(Excerpts of location labeling data)
** Start **

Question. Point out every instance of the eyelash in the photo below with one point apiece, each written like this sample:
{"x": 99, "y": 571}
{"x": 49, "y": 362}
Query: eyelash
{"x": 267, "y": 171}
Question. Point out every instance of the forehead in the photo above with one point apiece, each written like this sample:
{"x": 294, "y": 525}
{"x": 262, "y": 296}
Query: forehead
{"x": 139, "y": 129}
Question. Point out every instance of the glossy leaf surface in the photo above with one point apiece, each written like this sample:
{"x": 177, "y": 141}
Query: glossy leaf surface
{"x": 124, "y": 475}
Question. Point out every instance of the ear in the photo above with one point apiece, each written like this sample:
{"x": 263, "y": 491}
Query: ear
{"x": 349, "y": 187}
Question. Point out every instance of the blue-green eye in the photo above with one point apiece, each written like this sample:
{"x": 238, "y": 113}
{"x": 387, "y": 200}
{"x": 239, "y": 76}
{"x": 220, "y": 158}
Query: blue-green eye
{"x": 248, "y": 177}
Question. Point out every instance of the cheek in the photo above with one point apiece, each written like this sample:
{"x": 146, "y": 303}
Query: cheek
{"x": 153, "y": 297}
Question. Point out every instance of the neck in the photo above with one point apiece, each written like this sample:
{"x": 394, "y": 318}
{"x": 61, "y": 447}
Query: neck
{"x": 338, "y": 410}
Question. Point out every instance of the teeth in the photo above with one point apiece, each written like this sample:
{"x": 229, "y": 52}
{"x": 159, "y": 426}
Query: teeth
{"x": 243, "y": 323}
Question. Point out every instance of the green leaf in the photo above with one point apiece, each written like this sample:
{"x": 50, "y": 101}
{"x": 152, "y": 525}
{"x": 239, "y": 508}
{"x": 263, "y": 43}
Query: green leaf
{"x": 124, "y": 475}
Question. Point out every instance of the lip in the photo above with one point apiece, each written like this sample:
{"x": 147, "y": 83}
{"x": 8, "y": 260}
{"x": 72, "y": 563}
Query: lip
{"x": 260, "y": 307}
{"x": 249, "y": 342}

** End **

= WORK INSTRUCTIONS =
Transcribe all of the entries without altering anything.

= ANSWER TO THIS PROBLEM =
Question. Point out every instance of the eyelash in the photo below with one point apiece, each written like this sample:
{"x": 99, "y": 571}
{"x": 49, "y": 362}
Query: eyelash
{"x": 267, "y": 171}
Question. Point out every instance of the forehead in the photo above with one point apiece, each written like this sample:
{"x": 294, "y": 525}
{"x": 262, "y": 296}
Query: forehead
{"x": 139, "y": 129}
Question. Point out every instance of the glossy leaf surface in the photo above with one point apiece, each written like this sample:
{"x": 177, "y": 141}
Query: glossy leaf surface
{"x": 124, "y": 475}
Question. Point out every instance of the ear in the photo above with one point apiece, each written like this sample:
{"x": 263, "y": 491}
Query: ear
{"x": 349, "y": 187}
Question. Point out every instance of the blue-green eye in the photo above with one point apiece, each written like this sample:
{"x": 238, "y": 113}
{"x": 387, "y": 200}
{"x": 239, "y": 76}
{"x": 220, "y": 158}
Query: blue-green eye
{"x": 248, "y": 177}
Question. Point out every instance of the cheek in the photo above with one point apiece, each written like this sample:
{"x": 146, "y": 303}
Query: cheek
{"x": 153, "y": 297}
Question. Point out every instance of the neck in the photo above with one point apiece, each written like this sample:
{"x": 394, "y": 318}
{"x": 61, "y": 447}
Query: neck
{"x": 338, "y": 410}
Question. Point out every instance of the teeth in the photo above with one point apiece, each written like this sample:
{"x": 229, "y": 52}
{"x": 159, "y": 426}
Query: teeth
{"x": 243, "y": 323}
Question. Point out every instance of the green leaf in the photo above with one point apiece, each written like this sample:
{"x": 50, "y": 101}
{"x": 152, "y": 525}
{"x": 239, "y": 508}
{"x": 263, "y": 43}
Query: green leaf
{"x": 124, "y": 475}
Question. Point out every instance of the lip in the photo above with one point apiece, each written like this sample:
{"x": 147, "y": 83}
{"x": 8, "y": 260}
{"x": 72, "y": 563}
Query: lip
{"x": 260, "y": 307}
{"x": 249, "y": 342}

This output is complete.